待完成任务:
请把从含有"on the snow"的那一行到含有"Target: snow patch"的那一行重新写出，将其中的"snow patch"替换为"snowy area"，其他部分一律不变。
>>>>>
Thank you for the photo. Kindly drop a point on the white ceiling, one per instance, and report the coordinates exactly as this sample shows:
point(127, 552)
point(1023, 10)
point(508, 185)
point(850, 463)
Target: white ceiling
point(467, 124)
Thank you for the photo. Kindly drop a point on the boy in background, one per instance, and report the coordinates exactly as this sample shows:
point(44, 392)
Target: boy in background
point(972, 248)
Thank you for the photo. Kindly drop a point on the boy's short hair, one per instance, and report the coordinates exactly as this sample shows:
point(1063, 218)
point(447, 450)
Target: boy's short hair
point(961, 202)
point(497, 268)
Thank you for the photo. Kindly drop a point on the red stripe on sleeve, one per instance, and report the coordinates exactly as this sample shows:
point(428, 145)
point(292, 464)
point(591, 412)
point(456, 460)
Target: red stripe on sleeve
<<<<<
>>>>>
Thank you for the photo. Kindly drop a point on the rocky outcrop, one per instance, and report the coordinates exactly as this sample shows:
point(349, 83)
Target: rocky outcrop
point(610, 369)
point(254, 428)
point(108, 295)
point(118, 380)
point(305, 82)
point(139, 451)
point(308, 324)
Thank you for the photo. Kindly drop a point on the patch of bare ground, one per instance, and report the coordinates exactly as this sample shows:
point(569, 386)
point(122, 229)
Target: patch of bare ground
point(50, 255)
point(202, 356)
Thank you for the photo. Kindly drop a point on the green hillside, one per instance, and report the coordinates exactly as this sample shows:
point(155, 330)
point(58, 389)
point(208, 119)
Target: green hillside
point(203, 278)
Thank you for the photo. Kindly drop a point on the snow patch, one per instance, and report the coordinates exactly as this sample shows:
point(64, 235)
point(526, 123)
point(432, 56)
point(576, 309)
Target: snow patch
<<<<<
>>>>>
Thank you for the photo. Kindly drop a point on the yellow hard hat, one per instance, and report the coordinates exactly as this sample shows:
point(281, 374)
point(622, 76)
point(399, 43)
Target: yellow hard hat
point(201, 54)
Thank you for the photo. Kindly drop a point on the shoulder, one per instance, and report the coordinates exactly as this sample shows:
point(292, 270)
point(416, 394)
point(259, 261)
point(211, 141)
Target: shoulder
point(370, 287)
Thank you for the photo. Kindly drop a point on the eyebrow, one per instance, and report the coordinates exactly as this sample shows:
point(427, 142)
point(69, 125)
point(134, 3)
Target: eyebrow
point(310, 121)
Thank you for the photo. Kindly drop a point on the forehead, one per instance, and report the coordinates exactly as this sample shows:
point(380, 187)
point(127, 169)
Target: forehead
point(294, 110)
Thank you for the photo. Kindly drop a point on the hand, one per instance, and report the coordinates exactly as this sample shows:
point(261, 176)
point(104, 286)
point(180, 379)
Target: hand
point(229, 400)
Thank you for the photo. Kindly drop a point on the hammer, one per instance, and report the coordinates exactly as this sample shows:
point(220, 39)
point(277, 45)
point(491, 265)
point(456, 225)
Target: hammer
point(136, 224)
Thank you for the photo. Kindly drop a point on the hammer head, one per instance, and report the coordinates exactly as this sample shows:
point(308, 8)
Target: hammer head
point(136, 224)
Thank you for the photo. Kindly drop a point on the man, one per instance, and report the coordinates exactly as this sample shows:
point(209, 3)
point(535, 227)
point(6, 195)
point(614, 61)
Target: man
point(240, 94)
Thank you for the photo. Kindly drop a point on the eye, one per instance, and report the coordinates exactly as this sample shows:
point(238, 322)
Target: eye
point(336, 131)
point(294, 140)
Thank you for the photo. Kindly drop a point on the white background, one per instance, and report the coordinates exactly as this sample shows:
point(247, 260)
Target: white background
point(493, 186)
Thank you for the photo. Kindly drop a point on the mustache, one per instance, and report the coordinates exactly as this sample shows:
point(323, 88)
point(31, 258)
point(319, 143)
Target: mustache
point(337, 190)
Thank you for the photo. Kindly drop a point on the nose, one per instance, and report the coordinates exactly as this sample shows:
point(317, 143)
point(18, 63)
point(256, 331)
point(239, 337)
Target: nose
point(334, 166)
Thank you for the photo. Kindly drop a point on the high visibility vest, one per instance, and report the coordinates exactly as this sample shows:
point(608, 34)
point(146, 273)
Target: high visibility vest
<<<<<
练习结果:
Thank you for the photo. Kindly drop a point on the snowy area, one per instance, and report the coordinates exactly as this sample shows:
point(64, 235)
point(526, 123)
point(432, 56)
point(576, 309)
Target: snowy area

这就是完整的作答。